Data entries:
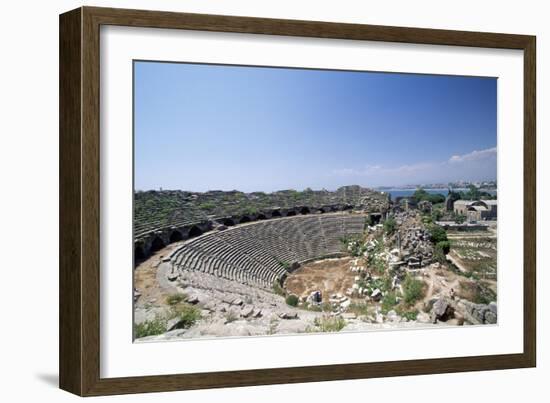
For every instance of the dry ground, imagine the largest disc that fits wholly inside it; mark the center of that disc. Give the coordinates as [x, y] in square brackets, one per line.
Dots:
[330, 276]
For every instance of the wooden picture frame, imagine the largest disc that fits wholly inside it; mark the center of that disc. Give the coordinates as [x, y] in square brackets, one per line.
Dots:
[79, 348]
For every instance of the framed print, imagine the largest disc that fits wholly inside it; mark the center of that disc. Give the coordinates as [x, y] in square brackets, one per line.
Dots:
[249, 201]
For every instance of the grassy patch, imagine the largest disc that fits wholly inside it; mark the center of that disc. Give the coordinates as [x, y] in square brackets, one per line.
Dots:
[292, 300]
[413, 290]
[150, 327]
[330, 324]
[476, 292]
[360, 308]
[389, 301]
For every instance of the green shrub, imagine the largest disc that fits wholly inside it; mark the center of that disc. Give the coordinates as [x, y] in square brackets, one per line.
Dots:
[150, 327]
[292, 300]
[389, 301]
[409, 315]
[277, 289]
[187, 314]
[359, 308]
[175, 299]
[413, 290]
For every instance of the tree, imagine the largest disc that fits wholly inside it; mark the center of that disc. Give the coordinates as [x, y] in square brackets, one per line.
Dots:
[389, 225]
[437, 233]
[445, 246]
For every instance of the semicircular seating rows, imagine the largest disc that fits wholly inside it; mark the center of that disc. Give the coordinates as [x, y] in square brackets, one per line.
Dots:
[260, 253]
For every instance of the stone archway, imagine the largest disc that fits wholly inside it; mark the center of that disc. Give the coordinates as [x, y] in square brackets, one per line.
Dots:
[138, 253]
[194, 231]
[228, 222]
[244, 219]
[176, 236]
[157, 244]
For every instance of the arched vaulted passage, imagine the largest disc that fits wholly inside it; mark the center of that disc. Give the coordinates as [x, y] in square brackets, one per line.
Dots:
[228, 222]
[138, 253]
[376, 218]
[157, 244]
[194, 231]
[176, 236]
[244, 219]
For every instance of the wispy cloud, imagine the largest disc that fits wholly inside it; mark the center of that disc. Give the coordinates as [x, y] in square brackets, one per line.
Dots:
[475, 155]
[476, 165]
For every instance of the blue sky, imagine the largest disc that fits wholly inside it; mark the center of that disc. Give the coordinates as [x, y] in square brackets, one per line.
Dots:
[203, 127]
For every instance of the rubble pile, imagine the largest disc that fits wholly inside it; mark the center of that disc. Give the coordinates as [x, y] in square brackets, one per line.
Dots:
[412, 241]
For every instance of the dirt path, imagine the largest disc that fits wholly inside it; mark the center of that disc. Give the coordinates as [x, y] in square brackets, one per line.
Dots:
[330, 276]
[145, 279]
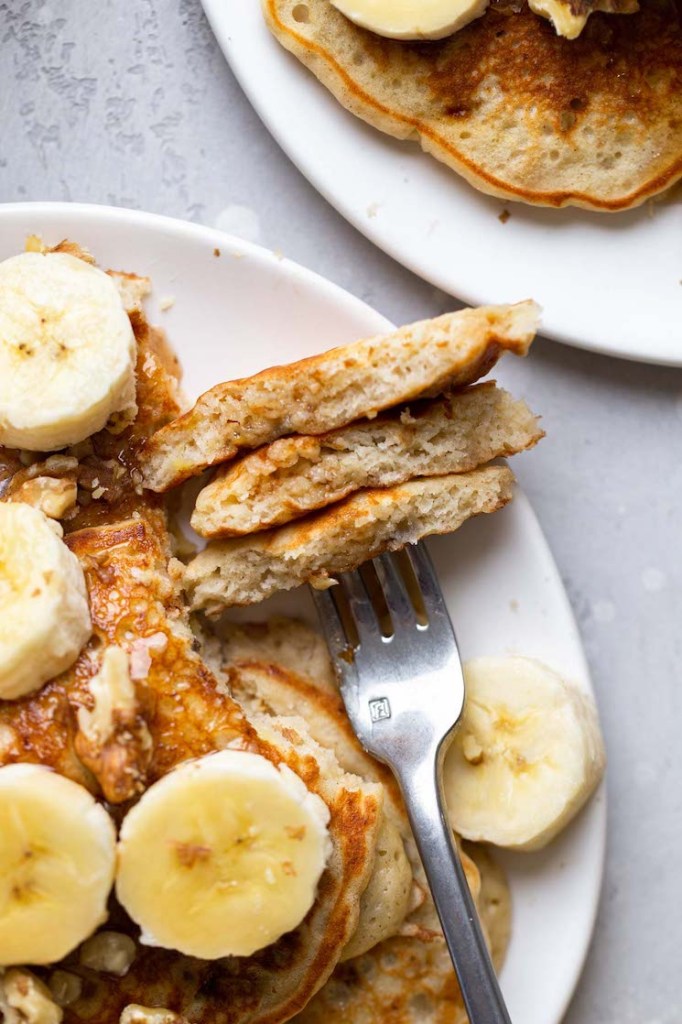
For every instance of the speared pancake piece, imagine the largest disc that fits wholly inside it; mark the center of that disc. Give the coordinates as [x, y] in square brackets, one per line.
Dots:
[327, 391]
[518, 111]
[248, 569]
[296, 475]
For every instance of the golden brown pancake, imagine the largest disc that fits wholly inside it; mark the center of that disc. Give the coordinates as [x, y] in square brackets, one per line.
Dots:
[518, 111]
[407, 979]
[180, 712]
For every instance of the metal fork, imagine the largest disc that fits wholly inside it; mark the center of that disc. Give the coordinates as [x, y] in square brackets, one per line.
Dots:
[402, 685]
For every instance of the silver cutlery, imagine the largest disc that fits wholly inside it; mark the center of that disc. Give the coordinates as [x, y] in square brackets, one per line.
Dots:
[394, 650]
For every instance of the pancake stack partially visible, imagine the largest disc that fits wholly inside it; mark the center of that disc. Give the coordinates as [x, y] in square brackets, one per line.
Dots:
[516, 110]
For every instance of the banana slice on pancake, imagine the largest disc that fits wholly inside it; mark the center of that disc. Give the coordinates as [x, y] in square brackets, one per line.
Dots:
[67, 351]
[44, 613]
[412, 18]
[222, 856]
[57, 853]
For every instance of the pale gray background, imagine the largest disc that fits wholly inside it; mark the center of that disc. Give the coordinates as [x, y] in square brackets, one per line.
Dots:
[130, 102]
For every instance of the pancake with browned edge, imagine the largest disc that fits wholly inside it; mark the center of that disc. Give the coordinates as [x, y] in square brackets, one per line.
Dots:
[518, 111]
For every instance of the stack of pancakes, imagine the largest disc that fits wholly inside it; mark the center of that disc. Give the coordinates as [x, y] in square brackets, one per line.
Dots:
[371, 945]
[334, 483]
[516, 110]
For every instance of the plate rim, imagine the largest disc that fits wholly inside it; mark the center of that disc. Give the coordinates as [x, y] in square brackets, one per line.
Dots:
[217, 14]
[182, 229]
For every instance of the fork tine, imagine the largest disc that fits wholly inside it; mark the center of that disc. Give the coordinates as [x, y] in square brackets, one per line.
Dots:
[395, 592]
[331, 624]
[360, 605]
[428, 584]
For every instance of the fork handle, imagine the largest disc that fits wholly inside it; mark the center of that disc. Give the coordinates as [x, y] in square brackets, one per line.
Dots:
[425, 804]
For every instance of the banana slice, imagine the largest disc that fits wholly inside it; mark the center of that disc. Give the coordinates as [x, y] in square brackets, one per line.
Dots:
[526, 755]
[412, 18]
[67, 351]
[44, 612]
[57, 855]
[222, 856]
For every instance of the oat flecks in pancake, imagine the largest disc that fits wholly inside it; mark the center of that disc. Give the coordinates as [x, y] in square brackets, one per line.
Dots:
[518, 111]
[326, 391]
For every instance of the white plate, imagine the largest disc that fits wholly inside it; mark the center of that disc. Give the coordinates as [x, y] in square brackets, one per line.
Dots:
[608, 283]
[246, 309]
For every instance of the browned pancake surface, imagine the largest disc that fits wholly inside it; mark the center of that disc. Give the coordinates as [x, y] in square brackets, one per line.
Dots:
[517, 110]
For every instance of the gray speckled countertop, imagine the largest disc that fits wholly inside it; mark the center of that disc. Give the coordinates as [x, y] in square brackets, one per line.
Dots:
[131, 103]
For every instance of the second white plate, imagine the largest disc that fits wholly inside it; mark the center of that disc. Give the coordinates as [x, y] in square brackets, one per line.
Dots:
[608, 283]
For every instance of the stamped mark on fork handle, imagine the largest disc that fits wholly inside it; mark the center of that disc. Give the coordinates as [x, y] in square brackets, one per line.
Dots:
[380, 709]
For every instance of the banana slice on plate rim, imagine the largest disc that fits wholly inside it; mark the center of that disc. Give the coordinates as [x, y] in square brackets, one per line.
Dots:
[526, 755]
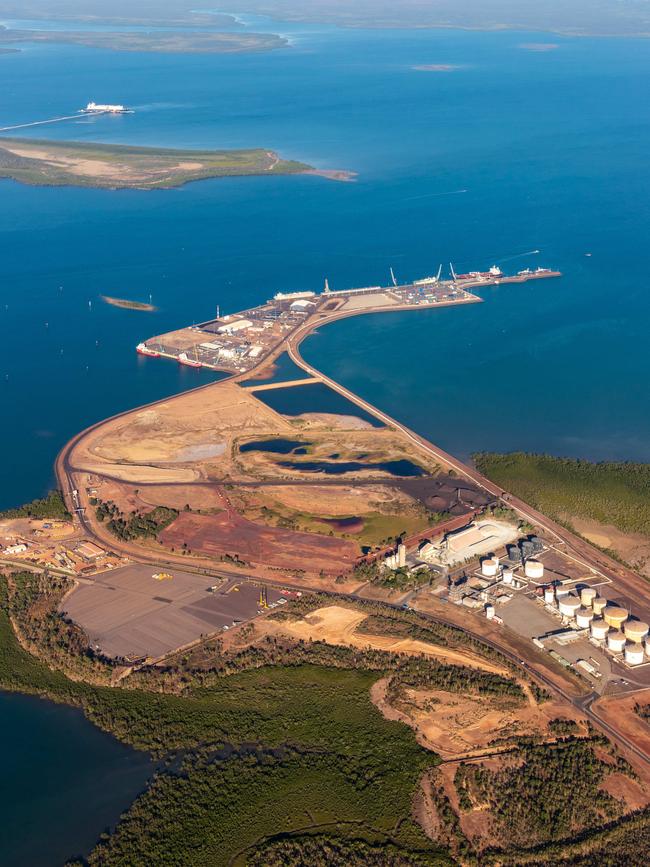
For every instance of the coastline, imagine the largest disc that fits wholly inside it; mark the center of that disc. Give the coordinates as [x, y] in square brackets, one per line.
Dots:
[45, 162]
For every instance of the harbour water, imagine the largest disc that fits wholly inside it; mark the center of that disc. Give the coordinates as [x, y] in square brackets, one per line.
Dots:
[64, 782]
[512, 149]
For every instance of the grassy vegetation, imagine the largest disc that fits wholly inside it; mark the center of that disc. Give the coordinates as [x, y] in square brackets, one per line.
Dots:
[167, 42]
[48, 163]
[552, 790]
[136, 525]
[320, 850]
[325, 756]
[126, 304]
[49, 507]
[283, 760]
[616, 844]
[32, 601]
[611, 493]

**Description of the task:**
Write out the data once more exactly, omitting the pictures.

**Output for this exercise:**
For every instance of the dry ground, imagine the largest disc that fits wholly inside it; mark the center of that disc. Give the coordinates as [x, y] in square brackets, one per line.
Dots:
[330, 276]
For every instance of the wooden picture frame, imagine the largest disc that fits wholly inside it; mark the center of that disc. Give the coordinates as [x, y] in square brackets, one per line.
Dots:
[79, 348]
For every instance of the framed print, imagine the largest disc that fits wholly inside it; mark the center of that disc. Give the coordinates as [x, y] in square brackets, one per line.
Dots:
[249, 201]
For every instance of the grassy patch, imagine the largest disc that fits wholly inside it; mark the center of that disc. Give the coordinates as [x, y] in square brackets, one per line.
Dots:
[292, 300]
[413, 290]
[150, 327]
[330, 324]
[476, 292]
[360, 308]
[389, 301]
For every instance of the green shrub, imagine the largest disc that fits wholly inside it; mark the center of that disc. Give the coordinates as [x, y] in square brackets, one per line.
Dots:
[150, 327]
[292, 300]
[389, 301]
[409, 315]
[277, 289]
[187, 314]
[359, 308]
[175, 299]
[413, 290]
For every instance of the tree, imagine the largest disc that fits wholly inside it; mark the center of that disc. Give the coordinates as [x, y] in square brackets, one per line.
Dots:
[389, 225]
[437, 233]
[445, 246]
For every instance of the semicircular seating rows, imagine the largest disc that fits wholly inside it; mark the center of that disc. Give the coordinates as [x, y] in square brackets, one per line.
Dots:
[260, 253]
For every instance of the stone archway, imagine the largest disc that fits wholly inside it; mark the center of that disc. Give the coordinates as [x, y] in square brackets, one per line.
Dots:
[138, 253]
[194, 231]
[228, 222]
[244, 219]
[176, 236]
[157, 244]
For every instance of the arched vaulted passage, imagine the largest disc that fits wholly inside it; mark the center of that disc. Give the coordinates as [x, y] in square brackets, one per line.
Dots:
[228, 222]
[138, 253]
[376, 218]
[157, 244]
[194, 231]
[176, 236]
[244, 219]
For every instance of the wispy cloud, imagine the largest disc that fits wholly inside it; mark the center of that disc. Give the coordinates as [x, y] in square brackets, one per line.
Dots:
[475, 155]
[476, 165]
For every instance of the blue sky, imagine the largest disc that fits wholly inside it; mark the center of that disc. Give the coordinates as [x, y] in square brackets, one per line.
Dots:
[203, 127]
For every instance of the rubble pile, imagine the largest disc that fits wholly inside it; mark the center of that disc. Give the coordinates as [x, y] in square brackets, one per line.
Dots:
[412, 241]
For every instance of the dirt path, imagine the largest disc that fits wholly inside it; mark the center of that disc. Give the coordinates as [x, y] in square brackets, one per line.
Dots:
[330, 276]
[145, 279]
For every instance of the speared pancake piece, imagine the largest disc that fits wholly inside it; mark the center of that disc. Give the coordinates as [x, y] in square brackets, one per line.
Dots:
[327, 391]
[518, 111]
[248, 569]
[296, 475]
For every instance of the golden brown pancake, imagine the largest disc that fits wholly inside it; mark the center of that disc. Give the coordinates as [x, y] in square brackets, one per line.
Dots:
[518, 111]
[407, 979]
[180, 712]
For every instance of the metal fork, imagine the largest disc that fits wholly inside it; mark the center of that disc. Give the coordinates as [x, y] in square brackets, one per line.
Dots:
[402, 685]
For every instance of the silver cutlery, imagine the largest disc that fits wholly inside it; mark the center of that disc. Give the coordinates as [x, y] in square brackets, one per line.
Dots:
[394, 650]
For every instance of the pancake stack partially visible, imagine the largest disc that fits wholly inside it; mark the center of that disc. Give the coordinates as [x, y] in square brackets, one per line.
Dots:
[516, 110]
For every instance of the banana slice on pancake, imagine the largest disc that fits wholly inside it; mark the center of that disc. Give the coordinates as [x, y] in square brackets, one per line.
Dots:
[67, 351]
[44, 613]
[412, 18]
[222, 856]
[57, 853]
For every instance of the pale gray background, imagine the largest disc that fits wholly inside it; mark the center of that disc. Give the coordinates as [x, y] in square brackets, one per line.
Dots:
[130, 102]
For every instance of the pancake with browned edge, imagine the largest disc that fits wholly inside it; mark the center of that disc. Give the coordinates as [x, y] in square brackets, one per line.
Dots:
[518, 111]
For every instance of the stack of pancakes, imagine the largest disc that fits wholly inside it; mark the center of that disc. Give the coordinates as [x, y] in square brackets, one per line.
Dots:
[371, 945]
[334, 483]
[516, 110]
For every instance of the plate rim, imagine the largest disc that fits wholly inside it; mark the center of that disc. Give the coordinates as [x, y] in square brackets, one per line.
Dots:
[217, 14]
[182, 229]
For every instance of the fork tine, imagine the largest disc that fits wholly inside it; mark the center of that disc. Give the coordinates as [x, y] in square brackets, one per line.
Dots:
[395, 592]
[331, 624]
[360, 605]
[428, 584]
For every instance of the fork handle, imagine the largest disc that fits wholly inside it; mark the center of that disc. Give the coordinates as [x, y] in square brackets, one per line.
Dots:
[425, 804]
For every instance of the banana slice, imagine the largest disc that fits wholly inside it; mark the center of that disc. Give the coordinates as [x, y] in square brackets, one per line.
Dots:
[526, 755]
[412, 18]
[67, 351]
[44, 612]
[57, 855]
[222, 856]
For every instance of the oat flecks in pancake, imagine the largest disc that fits wholly inside it; mark the center of that disc. Give the coordinates as [x, y] in square brackets, one per line.
Dots:
[518, 111]
[326, 391]
For every instance of the white plate, imagine the largest disc that fits wholly inside it; mark the center of that disc. Give the coordinates as [x, y] in square brackets, one per line.
Dots:
[608, 283]
[246, 309]
For every instance of the browned pancake surface, imagine the largest disc that fits wholly inside it; mark the center of that disc. Give the coordinates as [x, y] in square brackets, one per line.
Dots:
[517, 110]
For every instance of the gray speckled countertop, imagine the largest disc that fits wholly inside it; mark the center of that disc. Give the coordinates as [x, y] in square brackets, one per line.
Dots:
[131, 103]
For every instance of the second white plate, imagine the largest disc that fits wholly inside it; mark the center of that disc. Give the coordinates as [x, y] in square brackets, one per line.
Dots:
[608, 283]
For every instance of the stamped mark on fork handle, imagine the largest disc that fits wholly inside it; mark the center of that disc. Give the coordinates as [x, y] in square brackets, one per line.
Dots:
[380, 709]
For every instance of the banana slice on plate rim, imagine the largest disc that fits wholly inside it; mark the center of that disc. Give the coordinates as [x, y] in square brackets, one per line.
Dots:
[526, 755]
For every instance of the coastline, imagine the largest disc that fits wholly inside it; mark the center of that disc. Give the coordinates as [x, y] in square brackets, one per line.
Dots:
[45, 162]
For every instance of the harbour water, imagine the largest disc that fits wholly inside it; mark the center of that disc. Give the coordinates as [x, y] in square brackets, one per line.
Dots:
[64, 782]
[512, 149]
For every instance of the grassy vegetation, imagine the largest disc that fits wholly inside it; mark the center of that disc. Give the coordinates as [x, y] in square brackets, one per line.
Dots:
[167, 42]
[48, 163]
[552, 790]
[136, 525]
[320, 850]
[325, 756]
[126, 304]
[49, 507]
[283, 760]
[616, 844]
[32, 601]
[611, 493]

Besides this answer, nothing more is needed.